## TASK BRIEF
Rewrite the Prince Edward Island text from "The island was fought" to "St Johns Island.", changing "expelled" to "deported".

## PASSAGE TO READ
>> START

Saturday, October 1, 2011

Prince Edward Island


Prince Edward Island is a small island off the Atlantic coast of Canada, and is fondly known as the "birthplace of Canada" which refers to the Charlottetown Conference in 1864 which saw the forming of the new Confederation of Canada. However, Prince Edward Island did not join at that time. Instead, Prince Edward Island joined in 1873, becoming the 7th province. Prince Edward Island is named for Prince Edward, the Duke of Kent. The fourth son of King George III, and the father of Queen Victoria.


Before the arrival of the first European settlers, the island was called Epekwitk by the native Mi'kmaq. The first Europeans arrived in 1534, with the French settling their first colony, and placing control of the island with the rest of the French Acadian territories. 

The island was fought over by the British and French for many years, with thousands of the Acadians being expelled by the British in the mid-1700's. Finally, with the end of the 7 years war in 1763, Britain gained control of the island with the signing of the Treaty of Paris. The island was then given a new name. It was named St Johns Island.


The name did not last, as the island played a crucial role over the next few decades. Finally, in 1798, the island was re-named to Prince Edward Island in honour of Prince Edward, who was going to lead the British forces in continental America.

Prince Edward Island did not join the newly formed Canadian Confederation, despite the negotiations taking place in Charlottetown, on the island. Various options for the islands future where explored. Union with Canada. Becoming a dominion in its own right, as well as joining the United States. All these where discussed.

In 1871, the island began constructing its railway, and with costs rapidly rising, tried to negotiate with the British Colonial Office for help. Since none was forthcoming, the island took to negotiations with the USA to explore the possibility of joining the US. However, Britain rapidly took steps to negotiate the islands accession into the Canadian Confederation. The Confederation took on the large debts brought about by the railway, as well as buying out the islands last absentee landlords.


From 1905, the island used a British Blue ensign as its flag, defaced on the fly with a white roundel. In the roundel is an island with 3 small Oak saplings being protected by a Great Oak. The 3 saplings represent the islands 3 counties, Prince, Queens, and Kings. The Great Oak protecting them is Great Britain. Underneath is the islands motto. "Parva sub ingenti." or "The small under the protection of the great."

>> END

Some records
>> START

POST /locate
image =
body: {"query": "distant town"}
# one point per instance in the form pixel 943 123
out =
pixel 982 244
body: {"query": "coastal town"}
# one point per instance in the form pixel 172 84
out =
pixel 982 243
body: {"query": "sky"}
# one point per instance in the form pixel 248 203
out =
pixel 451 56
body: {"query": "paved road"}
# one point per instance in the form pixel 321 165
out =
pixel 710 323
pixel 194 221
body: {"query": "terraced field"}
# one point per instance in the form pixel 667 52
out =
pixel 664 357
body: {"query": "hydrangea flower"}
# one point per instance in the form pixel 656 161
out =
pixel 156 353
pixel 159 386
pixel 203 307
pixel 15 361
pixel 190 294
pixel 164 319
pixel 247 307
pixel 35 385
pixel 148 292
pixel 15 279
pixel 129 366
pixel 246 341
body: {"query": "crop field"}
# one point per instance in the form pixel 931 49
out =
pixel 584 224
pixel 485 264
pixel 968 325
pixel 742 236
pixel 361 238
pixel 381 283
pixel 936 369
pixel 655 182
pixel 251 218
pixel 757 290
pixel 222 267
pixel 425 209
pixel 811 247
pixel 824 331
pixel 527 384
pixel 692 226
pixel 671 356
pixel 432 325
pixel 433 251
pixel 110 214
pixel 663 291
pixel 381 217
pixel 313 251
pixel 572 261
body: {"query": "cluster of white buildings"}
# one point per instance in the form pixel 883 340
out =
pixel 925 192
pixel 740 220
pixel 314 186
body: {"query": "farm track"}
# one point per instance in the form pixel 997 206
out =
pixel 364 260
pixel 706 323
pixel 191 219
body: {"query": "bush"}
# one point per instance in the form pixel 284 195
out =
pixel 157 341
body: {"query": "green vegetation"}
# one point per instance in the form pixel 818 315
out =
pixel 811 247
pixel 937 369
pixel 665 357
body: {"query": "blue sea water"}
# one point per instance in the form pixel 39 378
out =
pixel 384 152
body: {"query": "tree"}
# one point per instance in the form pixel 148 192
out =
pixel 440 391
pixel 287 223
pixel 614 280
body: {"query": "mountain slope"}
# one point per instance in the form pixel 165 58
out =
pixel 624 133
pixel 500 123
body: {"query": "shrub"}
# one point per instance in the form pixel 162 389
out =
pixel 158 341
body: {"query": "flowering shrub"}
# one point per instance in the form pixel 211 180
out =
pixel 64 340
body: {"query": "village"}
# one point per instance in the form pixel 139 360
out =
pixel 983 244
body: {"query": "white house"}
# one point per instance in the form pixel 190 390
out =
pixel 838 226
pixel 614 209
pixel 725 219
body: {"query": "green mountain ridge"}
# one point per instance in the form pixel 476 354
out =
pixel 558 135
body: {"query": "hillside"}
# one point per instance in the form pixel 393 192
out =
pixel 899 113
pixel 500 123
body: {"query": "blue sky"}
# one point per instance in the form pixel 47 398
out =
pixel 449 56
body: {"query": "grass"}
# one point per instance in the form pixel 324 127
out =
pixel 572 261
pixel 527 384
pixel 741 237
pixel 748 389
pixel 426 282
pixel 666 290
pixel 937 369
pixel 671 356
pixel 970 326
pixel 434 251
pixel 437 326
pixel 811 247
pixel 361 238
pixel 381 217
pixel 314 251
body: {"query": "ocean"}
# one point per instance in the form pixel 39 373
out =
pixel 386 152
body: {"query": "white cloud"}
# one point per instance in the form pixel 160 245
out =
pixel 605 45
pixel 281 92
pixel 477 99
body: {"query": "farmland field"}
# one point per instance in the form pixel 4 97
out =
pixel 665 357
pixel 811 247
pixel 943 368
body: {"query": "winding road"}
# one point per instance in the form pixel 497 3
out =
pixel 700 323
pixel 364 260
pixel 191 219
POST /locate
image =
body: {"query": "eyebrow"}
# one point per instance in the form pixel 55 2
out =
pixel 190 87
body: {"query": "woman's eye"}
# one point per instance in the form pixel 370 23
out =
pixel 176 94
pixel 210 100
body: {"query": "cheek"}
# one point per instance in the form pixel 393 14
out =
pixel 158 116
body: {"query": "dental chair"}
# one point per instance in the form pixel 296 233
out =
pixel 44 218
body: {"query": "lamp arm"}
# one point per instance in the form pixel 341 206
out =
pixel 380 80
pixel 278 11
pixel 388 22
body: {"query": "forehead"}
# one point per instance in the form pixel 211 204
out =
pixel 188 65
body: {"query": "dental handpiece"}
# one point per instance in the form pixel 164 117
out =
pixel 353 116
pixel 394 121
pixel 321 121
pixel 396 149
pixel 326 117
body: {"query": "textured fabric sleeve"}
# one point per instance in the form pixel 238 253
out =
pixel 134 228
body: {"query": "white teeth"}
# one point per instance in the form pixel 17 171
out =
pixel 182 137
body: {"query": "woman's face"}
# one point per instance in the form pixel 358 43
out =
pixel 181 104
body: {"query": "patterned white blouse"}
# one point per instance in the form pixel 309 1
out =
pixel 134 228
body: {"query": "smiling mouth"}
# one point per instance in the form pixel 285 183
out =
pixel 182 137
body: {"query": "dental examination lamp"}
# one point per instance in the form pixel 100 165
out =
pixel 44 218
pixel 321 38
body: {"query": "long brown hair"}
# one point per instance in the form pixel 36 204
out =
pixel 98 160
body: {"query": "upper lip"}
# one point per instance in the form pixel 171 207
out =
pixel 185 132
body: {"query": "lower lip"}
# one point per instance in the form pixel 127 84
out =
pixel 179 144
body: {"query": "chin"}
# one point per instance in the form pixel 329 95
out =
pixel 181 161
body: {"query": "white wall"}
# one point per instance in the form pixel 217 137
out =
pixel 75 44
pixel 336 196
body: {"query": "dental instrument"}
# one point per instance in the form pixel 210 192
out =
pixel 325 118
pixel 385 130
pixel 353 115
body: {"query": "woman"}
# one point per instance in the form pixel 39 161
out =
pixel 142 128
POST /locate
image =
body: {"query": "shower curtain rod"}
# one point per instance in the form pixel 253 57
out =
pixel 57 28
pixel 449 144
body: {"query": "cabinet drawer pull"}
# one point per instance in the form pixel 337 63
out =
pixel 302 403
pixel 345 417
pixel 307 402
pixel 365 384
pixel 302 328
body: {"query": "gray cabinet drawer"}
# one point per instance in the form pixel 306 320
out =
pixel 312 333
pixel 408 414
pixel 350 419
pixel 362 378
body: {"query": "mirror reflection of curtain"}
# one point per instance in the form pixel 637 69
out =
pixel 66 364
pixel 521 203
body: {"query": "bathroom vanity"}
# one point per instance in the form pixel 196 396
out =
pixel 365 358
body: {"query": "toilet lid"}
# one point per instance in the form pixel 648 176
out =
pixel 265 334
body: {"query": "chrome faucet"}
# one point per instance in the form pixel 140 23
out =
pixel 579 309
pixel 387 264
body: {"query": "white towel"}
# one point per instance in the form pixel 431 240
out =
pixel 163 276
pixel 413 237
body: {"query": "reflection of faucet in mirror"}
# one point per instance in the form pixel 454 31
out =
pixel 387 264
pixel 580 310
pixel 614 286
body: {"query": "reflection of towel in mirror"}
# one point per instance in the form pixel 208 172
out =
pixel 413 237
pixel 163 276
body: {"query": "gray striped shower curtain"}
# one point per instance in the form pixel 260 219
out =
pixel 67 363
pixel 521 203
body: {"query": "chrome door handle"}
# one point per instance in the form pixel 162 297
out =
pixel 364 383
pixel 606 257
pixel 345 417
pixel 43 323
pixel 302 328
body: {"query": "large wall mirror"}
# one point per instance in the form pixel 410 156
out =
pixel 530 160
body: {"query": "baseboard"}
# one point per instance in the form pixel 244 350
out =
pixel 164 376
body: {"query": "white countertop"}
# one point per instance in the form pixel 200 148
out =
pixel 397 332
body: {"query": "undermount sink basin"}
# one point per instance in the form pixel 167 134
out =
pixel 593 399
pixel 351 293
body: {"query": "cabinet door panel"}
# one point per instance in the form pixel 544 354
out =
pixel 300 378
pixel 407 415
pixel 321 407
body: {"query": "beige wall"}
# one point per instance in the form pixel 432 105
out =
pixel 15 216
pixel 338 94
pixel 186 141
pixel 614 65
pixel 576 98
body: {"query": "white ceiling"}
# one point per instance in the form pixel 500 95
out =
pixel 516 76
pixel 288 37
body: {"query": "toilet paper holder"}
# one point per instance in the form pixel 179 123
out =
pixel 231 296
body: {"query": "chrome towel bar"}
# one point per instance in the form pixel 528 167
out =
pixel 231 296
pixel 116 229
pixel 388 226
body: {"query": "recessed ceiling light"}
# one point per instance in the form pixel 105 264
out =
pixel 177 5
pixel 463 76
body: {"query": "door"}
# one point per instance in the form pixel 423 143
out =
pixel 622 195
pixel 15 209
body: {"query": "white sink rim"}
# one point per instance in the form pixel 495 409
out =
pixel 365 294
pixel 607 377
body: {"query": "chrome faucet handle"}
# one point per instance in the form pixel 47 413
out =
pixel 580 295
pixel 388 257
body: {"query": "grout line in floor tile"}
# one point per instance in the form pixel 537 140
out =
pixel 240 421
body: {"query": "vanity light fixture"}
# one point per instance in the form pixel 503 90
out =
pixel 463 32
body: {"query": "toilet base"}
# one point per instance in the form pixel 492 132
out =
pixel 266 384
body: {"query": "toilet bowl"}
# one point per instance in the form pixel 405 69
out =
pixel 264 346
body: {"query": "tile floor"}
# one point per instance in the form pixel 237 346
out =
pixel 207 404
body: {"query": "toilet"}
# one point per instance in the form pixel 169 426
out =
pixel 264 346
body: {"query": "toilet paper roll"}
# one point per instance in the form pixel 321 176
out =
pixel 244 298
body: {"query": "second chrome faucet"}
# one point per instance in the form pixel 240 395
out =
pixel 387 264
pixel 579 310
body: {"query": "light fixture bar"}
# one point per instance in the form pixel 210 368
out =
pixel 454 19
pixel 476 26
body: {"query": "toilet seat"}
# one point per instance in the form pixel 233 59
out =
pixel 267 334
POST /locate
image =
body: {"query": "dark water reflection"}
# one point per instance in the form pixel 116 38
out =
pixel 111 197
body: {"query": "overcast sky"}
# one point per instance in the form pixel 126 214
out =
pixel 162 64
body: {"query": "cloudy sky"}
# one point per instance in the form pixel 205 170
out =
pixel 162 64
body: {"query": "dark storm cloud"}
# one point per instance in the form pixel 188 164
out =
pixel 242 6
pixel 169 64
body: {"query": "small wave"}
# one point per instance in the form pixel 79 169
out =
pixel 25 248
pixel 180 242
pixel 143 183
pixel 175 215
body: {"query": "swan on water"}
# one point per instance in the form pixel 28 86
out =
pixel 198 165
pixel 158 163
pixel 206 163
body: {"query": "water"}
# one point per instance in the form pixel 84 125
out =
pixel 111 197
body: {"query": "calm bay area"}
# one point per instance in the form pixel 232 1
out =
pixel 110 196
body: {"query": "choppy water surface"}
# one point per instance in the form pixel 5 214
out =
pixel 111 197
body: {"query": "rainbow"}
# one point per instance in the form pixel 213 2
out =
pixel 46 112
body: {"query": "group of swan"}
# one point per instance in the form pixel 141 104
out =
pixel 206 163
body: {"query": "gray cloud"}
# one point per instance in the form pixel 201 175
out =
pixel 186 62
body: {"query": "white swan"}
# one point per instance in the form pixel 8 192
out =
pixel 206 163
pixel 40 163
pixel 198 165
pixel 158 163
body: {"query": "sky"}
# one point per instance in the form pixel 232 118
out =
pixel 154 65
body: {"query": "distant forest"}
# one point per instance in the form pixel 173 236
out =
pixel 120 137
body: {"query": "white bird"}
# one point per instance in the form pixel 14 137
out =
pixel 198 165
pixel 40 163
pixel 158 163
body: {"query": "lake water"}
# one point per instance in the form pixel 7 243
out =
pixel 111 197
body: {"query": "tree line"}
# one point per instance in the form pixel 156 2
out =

>> END

## WORKED SOLUTION
The island was fought over by the British and French for many years, with thousands of the Acadians being deported by the British in the mid-1700's. Finally, with the end of the 7 years war in 1763, Britain gained control of the island with the signing of the Treaty of Paris. The island was then given a new name. It was named St Johns Island.